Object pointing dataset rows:

########

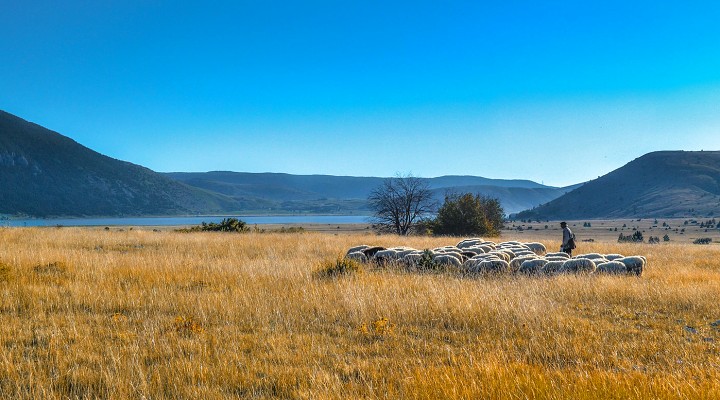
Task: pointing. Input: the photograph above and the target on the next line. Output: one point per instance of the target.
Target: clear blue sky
(554, 91)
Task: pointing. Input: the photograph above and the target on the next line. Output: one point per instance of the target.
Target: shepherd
(568, 239)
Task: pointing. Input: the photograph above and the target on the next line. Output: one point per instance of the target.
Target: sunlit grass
(132, 314)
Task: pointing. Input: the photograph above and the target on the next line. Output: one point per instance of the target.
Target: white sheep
(612, 268)
(537, 248)
(589, 256)
(357, 248)
(552, 267)
(517, 261)
(635, 264)
(357, 256)
(532, 267)
(558, 254)
(578, 265)
(386, 256)
(448, 260)
(492, 267)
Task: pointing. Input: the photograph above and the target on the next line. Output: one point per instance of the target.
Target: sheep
(468, 254)
(371, 251)
(459, 256)
(357, 248)
(404, 251)
(558, 254)
(517, 261)
(501, 255)
(532, 267)
(552, 267)
(537, 248)
(635, 264)
(386, 256)
(556, 258)
(492, 267)
(469, 242)
(357, 256)
(589, 256)
(448, 260)
(577, 265)
(611, 267)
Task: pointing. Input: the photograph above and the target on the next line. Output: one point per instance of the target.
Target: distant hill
(43, 174)
(659, 184)
(273, 192)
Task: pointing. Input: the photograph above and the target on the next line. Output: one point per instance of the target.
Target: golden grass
(141, 314)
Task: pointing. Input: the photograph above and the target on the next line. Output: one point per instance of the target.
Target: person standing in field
(568, 239)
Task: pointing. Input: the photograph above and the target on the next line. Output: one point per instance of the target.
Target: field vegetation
(93, 313)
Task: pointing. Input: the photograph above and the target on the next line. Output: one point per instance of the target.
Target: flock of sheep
(481, 256)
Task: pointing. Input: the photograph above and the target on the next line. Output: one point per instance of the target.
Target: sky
(559, 92)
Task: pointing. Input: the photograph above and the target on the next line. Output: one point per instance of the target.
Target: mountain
(273, 192)
(659, 184)
(43, 174)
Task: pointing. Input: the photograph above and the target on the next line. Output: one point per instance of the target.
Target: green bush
(226, 225)
(339, 267)
(469, 215)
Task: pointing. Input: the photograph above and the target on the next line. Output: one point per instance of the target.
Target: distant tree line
(405, 205)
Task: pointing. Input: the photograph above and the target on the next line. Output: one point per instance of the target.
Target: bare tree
(400, 203)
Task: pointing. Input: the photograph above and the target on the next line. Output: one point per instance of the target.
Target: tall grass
(140, 314)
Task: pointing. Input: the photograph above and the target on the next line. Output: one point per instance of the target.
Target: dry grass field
(89, 313)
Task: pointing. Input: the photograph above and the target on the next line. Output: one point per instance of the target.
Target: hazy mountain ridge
(658, 184)
(44, 173)
(320, 193)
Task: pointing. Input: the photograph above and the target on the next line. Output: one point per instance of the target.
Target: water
(183, 221)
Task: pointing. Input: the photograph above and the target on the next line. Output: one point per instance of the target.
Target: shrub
(467, 215)
(226, 225)
(338, 267)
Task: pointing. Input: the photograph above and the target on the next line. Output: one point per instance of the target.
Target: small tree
(469, 214)
(400, 203)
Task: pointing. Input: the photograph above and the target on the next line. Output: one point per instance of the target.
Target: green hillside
(43, 174)
(658, 184)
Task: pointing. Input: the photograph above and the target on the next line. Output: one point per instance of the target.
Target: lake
(183, 221)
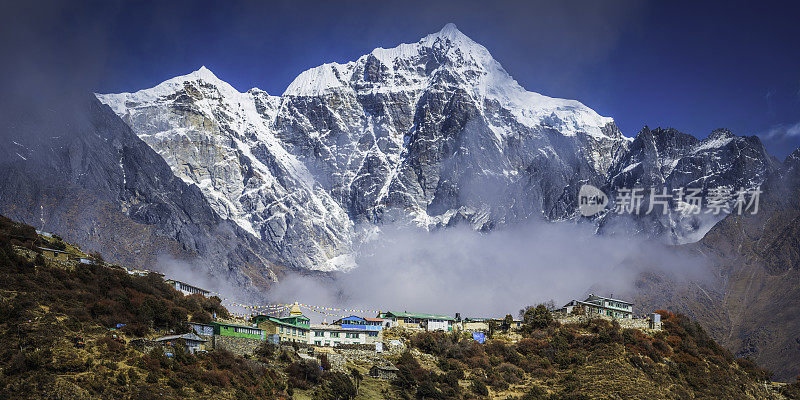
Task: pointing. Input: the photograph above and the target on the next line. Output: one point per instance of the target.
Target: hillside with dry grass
(59, 338)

########

PROBLEM DESCRIPTION -> Pick out every line of the records above that contains the word "distant", and copy each one.

RESULT OF THE TASK ->
Target: distant hill
Target: distant tree line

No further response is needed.